■ PROBLEM STATEMENT: Without the pictures, reproduce the entries below exactly.

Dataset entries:
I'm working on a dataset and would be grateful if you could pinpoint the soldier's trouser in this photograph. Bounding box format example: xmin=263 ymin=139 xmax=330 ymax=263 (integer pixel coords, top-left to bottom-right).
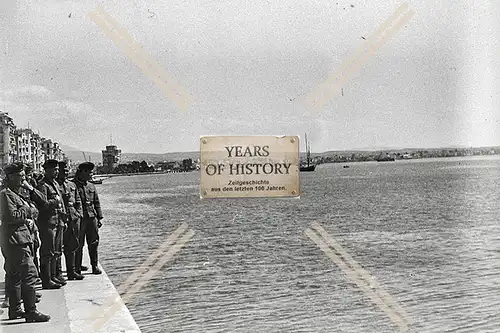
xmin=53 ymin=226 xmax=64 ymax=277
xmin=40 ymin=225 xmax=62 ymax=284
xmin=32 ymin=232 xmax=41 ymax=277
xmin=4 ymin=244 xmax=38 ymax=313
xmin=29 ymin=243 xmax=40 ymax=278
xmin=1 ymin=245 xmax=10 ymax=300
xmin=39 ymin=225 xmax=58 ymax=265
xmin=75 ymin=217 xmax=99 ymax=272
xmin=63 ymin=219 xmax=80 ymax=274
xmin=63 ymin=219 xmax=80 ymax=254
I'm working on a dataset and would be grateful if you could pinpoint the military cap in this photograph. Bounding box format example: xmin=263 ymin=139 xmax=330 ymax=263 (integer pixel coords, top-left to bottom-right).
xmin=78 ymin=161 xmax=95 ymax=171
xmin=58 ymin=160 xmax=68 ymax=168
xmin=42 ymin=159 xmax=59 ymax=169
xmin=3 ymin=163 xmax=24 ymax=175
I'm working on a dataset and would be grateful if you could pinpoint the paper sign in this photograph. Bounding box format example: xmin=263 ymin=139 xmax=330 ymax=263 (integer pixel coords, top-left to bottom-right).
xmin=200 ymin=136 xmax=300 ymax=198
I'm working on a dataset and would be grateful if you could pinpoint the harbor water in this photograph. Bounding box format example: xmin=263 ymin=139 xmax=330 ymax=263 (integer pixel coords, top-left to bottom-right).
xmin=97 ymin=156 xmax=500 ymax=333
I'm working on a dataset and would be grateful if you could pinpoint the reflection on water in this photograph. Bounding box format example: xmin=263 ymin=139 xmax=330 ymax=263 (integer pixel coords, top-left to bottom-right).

■ SOLUTION:
I'm working on a dataset and would be grateful if you could pinpoint the soldier's trouser in this photograph. Bounding box format example: xmin=263 ymin=139 xmax=330 ymax=263 (integer pixel coords, top-left to bottom-right).
xmin=53 ymin=226 xmax=64 ymax=277
xmin=40 ymin=225 xmax=62 ymax=284
xmin=32 ymin=232 xmax=41 ymax=277
xmin=4 ymin=244 xmax=38 ymax=313
xmin=29 ymin=243 xmax=40 ymax=278
xmin=1 ymin=245 xmax=10 ymax=300
xmin=39 ymin=225 xmax=58 ymax=265
xmin=75 ymin=217 xmax=99 ymax=272
xmin=63 ymin=219 xmax=80 ymax=274
xmin=63 ymin=219 xmax=80 ymax=254
I'm working on a dataset and would be grateful if you could pinpoint the military cap in this photograph. Bounding box format example: xmin=263 ymin=139 xmax=330 ymax=263 (integer pixel coords, top-left to bottom-right).
xmin=78 ymin=161 xmax=95 ymax=171
xmin=58 ymin=160 xmax=68 ymax=168
xmin=42 ymin=159 xmax=59 ymax=169
xmin=3 ymin=163 xmax=24 ymax=175
I'm working on a dataset and would be grateful if you could pinpoint the paper sign in this photograph. Bounding box format example: xmin=263 ymin=139 xmax=330 ymax=263 (integer pixel coords, top-left to bottom-right).
xmin=200 ymin=136 xmax=300 ymax=198
I'm working on a dataset and would be grateful if you could pinpoint the harbor water in this photograph. Bounding box format example: xmin=263 ymin=139 xmax=330 ymax=263 (integer pixel coords, top-left to bottom-right).
xmin=97 ymin=156 xmax=500 ymax=333
I'm working on a dataset and would be grateful if you could pinpoint the reflection on water in this photograph. Bounding box format example: xmin=263 ymin=139 xmax=330 ymax=263 (integer pixel coords, top-left to bottom-right).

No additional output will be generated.